Requirements:
1) On the svo-client page, list the keyword arguments passed to ChunkerClient in the Text Chunking example.
2) Pick up the svo-client page after its last line and keep writing it.
— START OF Text segment —
Skip to main content

Async client for SVO semantic chunker microservice.

Project description

svo-client

Async Python client for SVO Semantic Chunker microservice.

Installation

pip install svo-client

Quick Start

Text Chunking

from svo_client import ChunkerClient
import asyncio

async def main():
    async with ChunkerClient(
        host="localhost", port=8009,
        cert="client.crt", key="client.key", ca="ca.crt",
    ) as client:
        chunks = await client.chunk(["Your text here."])
        for text_chunks in chunks:
            for chunk in text_chunks:
                print(chunk.text)

asyncio.run(main())

File Chunking

async with ChunkerClient(
    host="localhost", port=8009,
    cert=cert, key=key, ca=ca,
) as client:
    # Any file, any format — server handles processing.
    # Default: no timeout limit (server can work up to 1 hour).
    chunks = await client.chunk_file(
        filepath="/path/to/document.pdf",
        filter_name="plain_text",
    )

    # Explicit timeout limit (optional):
    chunks = await client.chunk_file(
        filepath="/path/to/document.pdf",
        timeout=1800,  # 30 min max
    )

API Reference

ChunkerClient

ChunkerClient(
    *,
    config: Optional[Dict[str, Any]] = None,
    host: str = "localhost",
    port: int = 8009,
    cert: Optional[str] = None,
    key: Optional[str] = None,
    ca: Optional[str] = None,
    token: Optional[str] = None,
    token_header: str = "X-API-Key",
    check_hostname: bool = False,
    timeout: Optional[float] = None,
)
Parameter Type Default Description
config Optional[Dict] None Pre-built config; if set, other args ignored
host str "localhost" Server host
port int 8009 Server port
cert Optional[str] None Client certificate path (mTLS)
— END OF Text segment —
— START OF Data records —
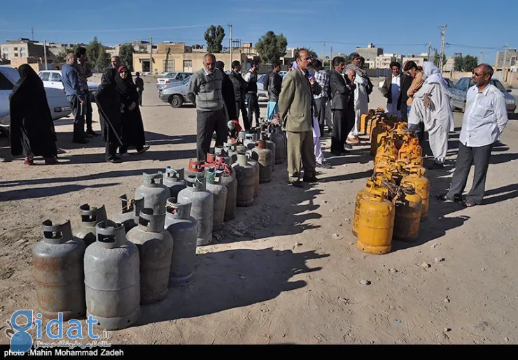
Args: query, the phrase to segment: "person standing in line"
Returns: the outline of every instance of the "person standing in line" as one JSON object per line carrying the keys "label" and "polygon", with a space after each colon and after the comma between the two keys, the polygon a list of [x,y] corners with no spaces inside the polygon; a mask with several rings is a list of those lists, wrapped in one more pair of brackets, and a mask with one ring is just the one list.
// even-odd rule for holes
{"label": "person standing in line", "polygon": [[232,71],[228,77],[234,85],[234,97],[236,100],[236,119],[239,118],[239,110],[241,110],[244,129],[249,130],[250,123],[248,122],[248,115],[246,113],[246,104],[244,103],[245,94],[246,92],[246,82],[243,79],[240,71],[241,63],[237,60],[234,60],[232,62]]}
{"label": "person standing in line", "polygon": [[234,95],[234,85],[225,72],[225,63],[221,61],[216,62],[216,68],[221,71],[223,80],[221,82],[221,94],[225,102],[225,118],[227,121],[234,121],[237,118],[236,113],[236,98]]}
{"label": "person standing in line", "polygon": [[92,71],[88,65],[88,59],[86,56],[86,48],[80,46],[76,50],[76,57],[77,57],[76,70],[79,75],[79,80],[81,80],[83,92],[85,94],[85,104],[83,106],[83,115],[86,120],[86,132],[85,136],[99,136],[99,134],[94,131],[92,128],[92,97],[88,89],[88,78],[92,76]]}
{"label": "person standing in line", "polygon": [[279,113],[279,96],[281,94],[281,88],[282,87],[282,78],[279,75],[281,71],[281,62],[274,60],[272,62],[272,71],[266,76],[268,76],[268,81],[266,82],[267,87],[265,90],[268,91],[268,105],[266,106],[266,117],[268,120],[272,121],[275,114]]}
{"label": "person standing in line", "polygon": [[227,122],[221,92],[223,76],[216,69],[216,57],[205,54],[203,69],[193,73],[189,80],[187,97],[196,105],[196,152],[199,161],[204,161],[211,146],[212,134],[216,131],[216,145],[222,146],[227,141]]}
{"label": "person standing in line", "polygon": [[[330,75],[331,88],[331,110],[332,111],[332,134],[331,137],[331,153],[340,156],[347,152],[345,149],[347,134],[350,131],[351,118],[350,99],[354,96],[355,84],[349,78],[342,75],[345,68],[345,59],[335,57],[332,59],[334,70]],[[352,68],[349,68],[352,69]],[[349,70],[348,69],[348,71]]]}
{"label": "person standing in line", "polygon": [[300,49],[295,54],[297,69],[288,73],[282,82],[279,99],[279,118],[288,138],[288,185],[300,187],[300,162],[304,167],[306,182],[316,182],[316,160],[313,143],[313,94],[321,89],[314,81],[312,85],[308,70],[312,59],[309,52]]}
{"label": "person standing in line", "polygon": [[318,114],[318,129],[320,136],[323,135],[324,125],[326,124],[326,110],[327,103],[330,97],[329,96],[331,90],[330,84],[330,75],[327,69],[322,66],[322,62],[316,59],[314,66],[315,69],[315,80],[322,88],[322,91],[318,95],[314,95],[316,112]]}
{"label": "person standing in line", "polygon": [[447,193],[439,199],[461,201],[471,165],[475,165],[473,184],[463,205],[470,208],[482,203],[491,152],[509,121],[505,99],[491,83],[493,68],[487,64],[477,66],[471,87],[466,94],[465,111],[458,138],[458,155]]}
{"label": "person standing in line", "polygon": [[414,95],[408,129],[415,130],[420,122],[424,123],[434,158],[428,169],[434,170],[444,168],[448,151],[448,134],[454,129],[449,103],[451,94],[435,64],[424,62],[423,67],[425,80],[423,87]]}
{"label": "person standing in line", "polygon": [[43,82],[28,64],[18,69],[20,80],[9,95],[11,154],[25,157],[24,163],[34,165],[42,156],[46,165],[58,164],[56,134]]}
{"label": "person standing in line", "polygon": [[396,115],[401,118],[401,86],[405,82],[406,75],[401,74],[401,64],[392,62],[390,64],[392,73],[385,78],[382,87],[382,95],[386,98],[386,111],[389,115]]}
{"label": "person standing in line", "polygon": [[[356,73],[355,78],[356,89],[354,90],[354,123],[350,125],[350,132],[347,136],[347,141],[353,144],[359,144],[360,138],[358,131],[360,127],[362,114],[367,114],[369,111],[369,95],[372,92],[374,87],[370,82],[367,71],[363,69],[365,59],[360,57],[358,52],[353,52],[349,55],[353,59],[353,62],[347,65],[345,70],[353,69]],[[352,147],[346,143],[346,150],[350,150]]]}
{"label": "person standing in line", "polygon": [[135,87],[139,94],[139,105],[142,106],[142,93],[144,91],[144,80],[140,77],[140,73],[135,73]]}
{"label": "person standing in line", "polygon": [[87,144],[88,141],[85,136],[85,117],[83,115],[82,108],[86,99],[83,92],[79,75],[76,70],[77,58],[76,55],[70,53],[66,55],[66,64],[63,65],[61,70],[61,76],[63,79],[63,86],[65,95],[72,109],[74,116],[74,136],[72,143],[76,144]]}
{"label": "person standing in line", "polygon": [[253,114],[255,113],[255,126],[259,124],[260,110],[259,110],[259,100],[257,99],[257,68],[258,64],[252,61],[250,70],[243,76],[243,79],[248,83],[246,87],[246,103],[248,104],[248,124],[252,126]]}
— END OF Data records —
Answers given:
1) host, port, cert, key, ca

2)
key Optional[str] None Client key path (mTLS)
ca Optional[str] None CA certificate path (mTLS)
token Optional[str] None API key for authentication
token_header str "X-API-Key" HTTP header for API key
check_hostname bool False Verify SSL hostname
timeout Optional[float] None Default request timeout (seconds); None = no timeout

Methods

chunk(texts, use_sv=False, timeout=0.0, verify_integrity=False, **params)

Chunk a list of texts via WebSocket. Returns List[List[SemanticChunk]] — one list of chunks per input text.

Parameter Type Default Description
texts List[str] required Texts to chunk
use_sv bool False Use semantic verification
timeout float 0.0 Timeout in seconds; 0 = no limit
verify_integrity bool False Check text integrity after chunking
**params Any Additional chunk parameters

file(*, filepath=None, filename=None, file_content=None, filter_name="plain_text", timeout=None)

Send a file to the server for text extraction. Returns FileResponse.

Two input modes:

  • CLI channel: provide filepath (server reads the file).
  • API channel: provide filename + file_content (bytes; base64-encoded internally).
Parameter Type Default Description
filepath Optional[str] None Local file path (CLI channel)
filename Optional[str] None Filename (API channel)
file_content Optional[bytes] None Raw file bytes (API channel)
filter_name str "plain_text" Server-side filter name
timeout Optional[float] None Per-call timeout in seconds

chunk_file(*, filepath=None, filename=None, file_content=None, filter_name="plain_text", use_sv=False, timeout=0, verify_integrity=False, **chunk_params)

Convenience method: file() + chunk() in one call. Returns List[List[SemanticChunk]].

Any file format supported (PDF, DOCX, images, text, markdown, etc.) — server handles all processing.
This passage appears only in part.